→ Article:
________________

(IJCH) Crypto/Blockchain Anxiety — Adjust your Discomfort Levels to Your Exposure and Knowledge

JaiChai
5 min readDec 25, 2020

“A close online friend — a non-techie and recent Blockchain and Cryptocurrency convert — read my piece on “The 51% Attack Myth” and contacted me today via secure video-chat.”

Image by Pexel

IJCH — Inside JaiChai’s Head (Meaning: My Warped, Personal Opinions and Musings)

Image by giphy

From the Author:

Salutations.

I am JaiChai.

And if I haven’t had the pleasure of meeting you before, I’m delighted to make your acquaintance now.

Image by giphy

I invite you to interact with everyone, learn and have as much fun as possible!

For my returning online friends, “It’s always great to see you again!”

image by giphy

Crypto/Blockchain Anxiety — Adjust your Discomfort Levels to Your Exposure and Knowledge

Image by Pexel

A close online friend — a non-techie and recent Blockchain and Cryptocurrency convert — read my piece on “The 51% Attack Myth” and contacted me today via secure video-chat.

He was one of the many people affected by the recent hardware wallet database hack and admitted that he was worried.

Obviously distraught, I let him vent for over 17 minutes.

Through all of his disorganized statements, I concluded that his anxieties stemmed from his lack of a comforting technological knowledge base.

In his position at his firm, his superior knowledge in his field (HR) allowed him to confidently make split-second, multi-million dollar decisions without breaking a sweat.

But now, he confessed that he felt ill-equipped and paralyzed by indecision.

Image by Pexel

After further listening, questioning and talking, I finally drilled down to his main issues:

  1. The security of his crypto assets and
  2. The imminent occupational upheavals and financial/societal resets from the arrival of pervasive IoT and AI.

Image by Pexel

This was my response…

Hey Man,

Just chill and hear me OUT a little bit.

RE: The piece on “The 51% Attack Myth”

________________

→ The tasks:
1. Answer these questions about the crypto anxiety post:
(a) For how long did the author let the friend vent?
(b) In what field did the friend have superior knowledge at his firm?
(c) What does the abbreviation IJCH stand for?
2. Rewrite the passage of the crypto anxiety post from "But now, he" up to and including "IoT and AI.", changing "paralyzed" to "frozen".

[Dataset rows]
________________

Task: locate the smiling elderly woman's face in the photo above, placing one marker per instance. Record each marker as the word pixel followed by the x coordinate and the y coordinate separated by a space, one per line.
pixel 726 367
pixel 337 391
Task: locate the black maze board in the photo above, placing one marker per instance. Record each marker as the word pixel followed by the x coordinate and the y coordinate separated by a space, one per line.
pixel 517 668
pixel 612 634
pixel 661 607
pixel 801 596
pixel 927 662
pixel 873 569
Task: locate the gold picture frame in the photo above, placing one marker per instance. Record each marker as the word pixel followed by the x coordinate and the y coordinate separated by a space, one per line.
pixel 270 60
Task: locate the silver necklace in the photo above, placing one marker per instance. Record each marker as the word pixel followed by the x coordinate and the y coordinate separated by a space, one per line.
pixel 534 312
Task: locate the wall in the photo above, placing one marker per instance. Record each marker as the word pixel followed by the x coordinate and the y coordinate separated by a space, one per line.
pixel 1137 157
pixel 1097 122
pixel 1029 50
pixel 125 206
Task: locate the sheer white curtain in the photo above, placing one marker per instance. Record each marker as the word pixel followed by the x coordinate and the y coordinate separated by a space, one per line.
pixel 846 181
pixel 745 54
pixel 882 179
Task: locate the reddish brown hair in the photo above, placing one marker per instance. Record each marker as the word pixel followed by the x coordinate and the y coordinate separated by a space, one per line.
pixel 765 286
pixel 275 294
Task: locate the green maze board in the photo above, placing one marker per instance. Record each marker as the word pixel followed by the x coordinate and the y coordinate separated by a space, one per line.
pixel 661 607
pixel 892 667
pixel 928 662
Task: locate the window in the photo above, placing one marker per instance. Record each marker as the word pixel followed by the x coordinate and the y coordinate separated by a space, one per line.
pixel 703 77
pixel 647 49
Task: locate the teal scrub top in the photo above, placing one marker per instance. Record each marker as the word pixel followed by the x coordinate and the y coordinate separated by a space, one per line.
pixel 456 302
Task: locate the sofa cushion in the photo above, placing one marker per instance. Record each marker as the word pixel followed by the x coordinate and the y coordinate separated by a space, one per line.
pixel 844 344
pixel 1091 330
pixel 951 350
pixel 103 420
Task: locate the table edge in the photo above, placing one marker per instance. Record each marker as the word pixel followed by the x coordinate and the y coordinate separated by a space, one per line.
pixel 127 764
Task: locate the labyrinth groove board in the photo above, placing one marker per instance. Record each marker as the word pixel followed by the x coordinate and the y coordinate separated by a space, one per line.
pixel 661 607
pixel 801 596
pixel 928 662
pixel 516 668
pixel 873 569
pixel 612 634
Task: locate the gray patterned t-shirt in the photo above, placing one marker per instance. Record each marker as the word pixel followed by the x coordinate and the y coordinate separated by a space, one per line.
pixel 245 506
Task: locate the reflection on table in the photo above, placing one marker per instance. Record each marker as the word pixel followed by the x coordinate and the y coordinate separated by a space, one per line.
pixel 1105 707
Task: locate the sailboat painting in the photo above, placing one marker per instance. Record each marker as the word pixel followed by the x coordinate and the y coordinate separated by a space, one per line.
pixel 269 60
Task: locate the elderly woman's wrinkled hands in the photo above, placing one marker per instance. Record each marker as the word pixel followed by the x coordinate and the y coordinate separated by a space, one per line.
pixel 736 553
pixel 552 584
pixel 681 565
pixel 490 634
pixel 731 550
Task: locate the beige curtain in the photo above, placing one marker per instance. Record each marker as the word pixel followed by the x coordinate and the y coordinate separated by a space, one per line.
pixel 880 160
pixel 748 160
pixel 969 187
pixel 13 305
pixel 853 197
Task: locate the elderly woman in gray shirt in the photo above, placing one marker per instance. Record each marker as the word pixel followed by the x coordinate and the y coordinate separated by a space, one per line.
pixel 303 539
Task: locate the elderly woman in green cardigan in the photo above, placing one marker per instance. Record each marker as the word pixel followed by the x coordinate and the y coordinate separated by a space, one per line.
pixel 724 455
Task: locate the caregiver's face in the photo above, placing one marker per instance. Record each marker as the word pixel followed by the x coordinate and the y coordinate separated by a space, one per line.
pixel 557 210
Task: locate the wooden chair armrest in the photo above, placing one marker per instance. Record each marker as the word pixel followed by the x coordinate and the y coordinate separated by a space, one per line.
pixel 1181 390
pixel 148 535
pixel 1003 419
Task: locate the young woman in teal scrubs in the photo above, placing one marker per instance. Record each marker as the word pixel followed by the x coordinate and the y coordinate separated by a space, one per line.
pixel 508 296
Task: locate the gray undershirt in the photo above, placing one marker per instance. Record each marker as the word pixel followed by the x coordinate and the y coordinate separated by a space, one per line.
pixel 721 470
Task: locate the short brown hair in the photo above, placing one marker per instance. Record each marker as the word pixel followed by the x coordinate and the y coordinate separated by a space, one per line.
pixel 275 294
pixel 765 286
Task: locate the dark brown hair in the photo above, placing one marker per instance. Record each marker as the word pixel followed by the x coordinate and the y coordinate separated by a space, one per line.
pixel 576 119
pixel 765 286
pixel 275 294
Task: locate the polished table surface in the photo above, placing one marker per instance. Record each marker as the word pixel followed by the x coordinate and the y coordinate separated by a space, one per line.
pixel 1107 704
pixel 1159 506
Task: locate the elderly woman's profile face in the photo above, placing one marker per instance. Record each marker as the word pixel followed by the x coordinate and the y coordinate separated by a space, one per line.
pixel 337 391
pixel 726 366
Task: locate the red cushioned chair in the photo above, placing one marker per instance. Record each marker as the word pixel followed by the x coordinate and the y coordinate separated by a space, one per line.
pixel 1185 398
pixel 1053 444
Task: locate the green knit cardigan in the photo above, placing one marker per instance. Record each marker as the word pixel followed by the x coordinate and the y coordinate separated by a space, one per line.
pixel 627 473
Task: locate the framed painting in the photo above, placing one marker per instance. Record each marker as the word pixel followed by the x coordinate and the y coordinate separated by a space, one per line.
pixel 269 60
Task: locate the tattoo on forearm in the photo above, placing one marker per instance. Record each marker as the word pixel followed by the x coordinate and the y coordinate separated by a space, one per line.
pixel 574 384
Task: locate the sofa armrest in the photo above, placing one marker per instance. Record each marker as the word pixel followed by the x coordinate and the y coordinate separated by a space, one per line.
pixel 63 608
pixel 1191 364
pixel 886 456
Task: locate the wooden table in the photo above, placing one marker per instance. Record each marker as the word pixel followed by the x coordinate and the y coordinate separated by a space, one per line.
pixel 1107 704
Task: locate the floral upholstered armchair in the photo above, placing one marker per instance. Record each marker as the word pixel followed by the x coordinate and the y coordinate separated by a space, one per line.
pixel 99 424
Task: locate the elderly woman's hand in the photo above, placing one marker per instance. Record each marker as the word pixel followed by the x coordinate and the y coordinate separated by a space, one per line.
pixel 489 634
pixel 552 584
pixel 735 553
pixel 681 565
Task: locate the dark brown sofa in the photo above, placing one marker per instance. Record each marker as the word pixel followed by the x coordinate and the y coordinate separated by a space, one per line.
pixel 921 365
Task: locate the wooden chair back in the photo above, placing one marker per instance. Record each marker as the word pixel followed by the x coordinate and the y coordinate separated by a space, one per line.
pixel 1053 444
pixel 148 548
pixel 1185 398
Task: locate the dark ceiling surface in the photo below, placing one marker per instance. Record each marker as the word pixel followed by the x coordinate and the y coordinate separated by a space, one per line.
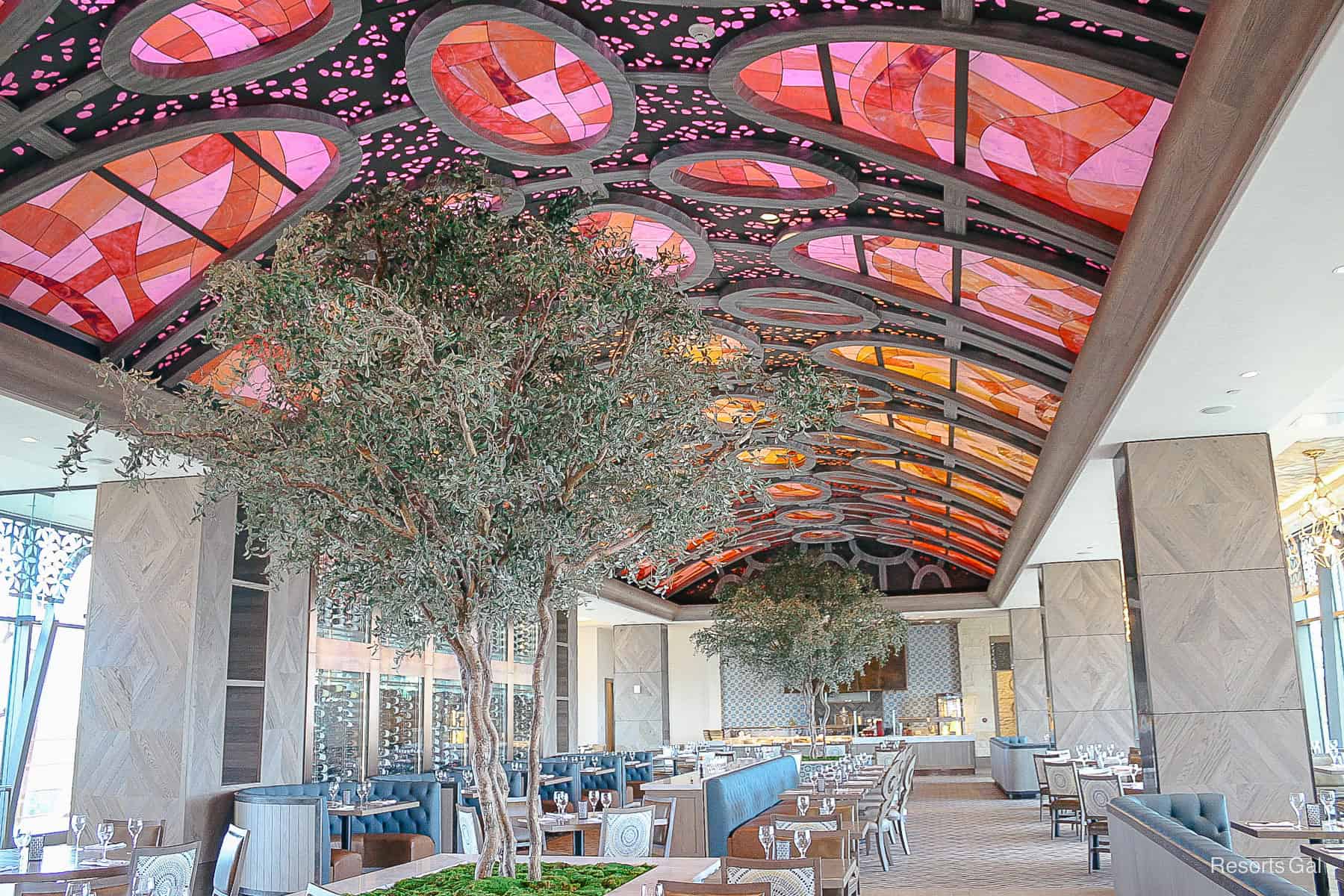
pixel 925 199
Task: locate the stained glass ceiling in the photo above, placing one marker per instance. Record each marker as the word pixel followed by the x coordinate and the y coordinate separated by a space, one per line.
pixel 922 203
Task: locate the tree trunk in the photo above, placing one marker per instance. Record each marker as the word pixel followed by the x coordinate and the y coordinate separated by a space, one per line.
pixel 534 748
pixel 499 844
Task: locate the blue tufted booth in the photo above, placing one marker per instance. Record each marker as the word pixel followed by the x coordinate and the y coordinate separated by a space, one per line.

________________

→ Expected outputs:
1.
(a) Over 17 minutes
(b) HR
(c) Inside JaiChai's Head

2.
But now, he confessed that he felt ill-equipped and frozen by indecision.

Image by Pexel

After further listening, questioning and talking, I finally drilled down to his main issues:

  1. The security of his crypto assets and
  2. The imminent occupational upheavals and financial/societal resets from the arrival of pervasive IoT and AI.